With the pictures left out, restate every entry word for word.
- - - -
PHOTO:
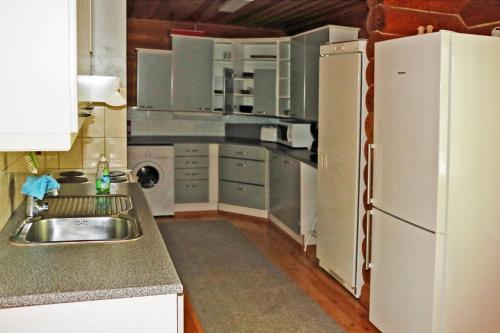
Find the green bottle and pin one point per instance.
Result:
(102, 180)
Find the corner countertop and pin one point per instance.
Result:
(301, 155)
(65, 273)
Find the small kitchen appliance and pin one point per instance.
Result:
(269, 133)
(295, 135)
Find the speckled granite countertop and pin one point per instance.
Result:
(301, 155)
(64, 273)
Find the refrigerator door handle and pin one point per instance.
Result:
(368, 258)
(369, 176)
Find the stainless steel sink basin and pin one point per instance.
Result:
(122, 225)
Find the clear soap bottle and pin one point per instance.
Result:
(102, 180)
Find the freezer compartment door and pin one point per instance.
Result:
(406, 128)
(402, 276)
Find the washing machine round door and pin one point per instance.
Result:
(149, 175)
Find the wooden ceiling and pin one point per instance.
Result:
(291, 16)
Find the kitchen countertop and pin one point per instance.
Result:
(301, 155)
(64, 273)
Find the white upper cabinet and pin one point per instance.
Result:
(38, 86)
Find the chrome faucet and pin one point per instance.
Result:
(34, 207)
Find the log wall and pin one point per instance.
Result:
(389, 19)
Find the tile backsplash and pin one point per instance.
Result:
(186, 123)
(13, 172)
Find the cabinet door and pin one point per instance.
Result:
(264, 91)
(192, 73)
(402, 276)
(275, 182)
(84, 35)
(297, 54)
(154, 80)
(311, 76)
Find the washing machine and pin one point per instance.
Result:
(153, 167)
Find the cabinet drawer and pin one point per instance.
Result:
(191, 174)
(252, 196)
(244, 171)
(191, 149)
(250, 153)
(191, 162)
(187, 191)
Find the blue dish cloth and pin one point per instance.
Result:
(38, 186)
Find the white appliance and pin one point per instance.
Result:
- - - -
» Worked solution:
PHOTO:
Find the green bottle and pin one point per instance.
Result:
(102, 180)
Find the corner countertop and pin one point per instance.
Result:
(301, 155)
(65, 273)
Find the small kitchen appliance and pin one point per instance.
Result:
(269, 133)
(295, 135)
Find the speckled granite countertop and pin one point per instance.
Result:
(301, 155)
(64, 273)
Find the refrigerator door handle and pin one point per instance.
Result:
(368, 258)
(369, 176)
Find the stainless steel sink basin and pin one point per instance.
Result:
(122, 225)
Find the clear soap bottle and pin one point per instance.
Result:
(102, 180)
Find the freezer compartment door and pin one point per instance.
Result:
(406, 128)
(402, 276)
Find the washing machine round door and pin one point per instance.
Result:
(149, 175)
Find the wooden ceiling and pin one point per instance.
Result:
(291, 16)
Find the kitchen countertop and pin one point per instance.
Result:
(301, 155)
(64, 273)
Find the white upper cabinet and pin one point per instance.
Result:
(38, 86)
Find the chrome faucet and pin one point per instance.
Result:
(34, 207)
Find the log wall and pin one point per instance.
Result:
(389, 19)
Find the tile backsplash and pin one point per instance.
Result:
(186, 123)
(13, 172)
Find the cabinet door and pin one point per instance.
Result:
(264, 91)
(192, 73)
(402, 276)
(275, 182)
(84, 35)
(297, 54)
(154, 80)
(311, 76)
Find the washing machine and pin one point per instance.
Result:
(153, 167)
Find the cabinet drawer and pin one point per instance.
Result:
(191, 174)
(252, 196)
(244, 171)
(191, 149)
(250, 153)
(191, 162)
(187, 191)
Find the blue dish cloth and pin one point per instance.
Result:
(38, 186)
Find the white appliance and pin one point per instance.
Result:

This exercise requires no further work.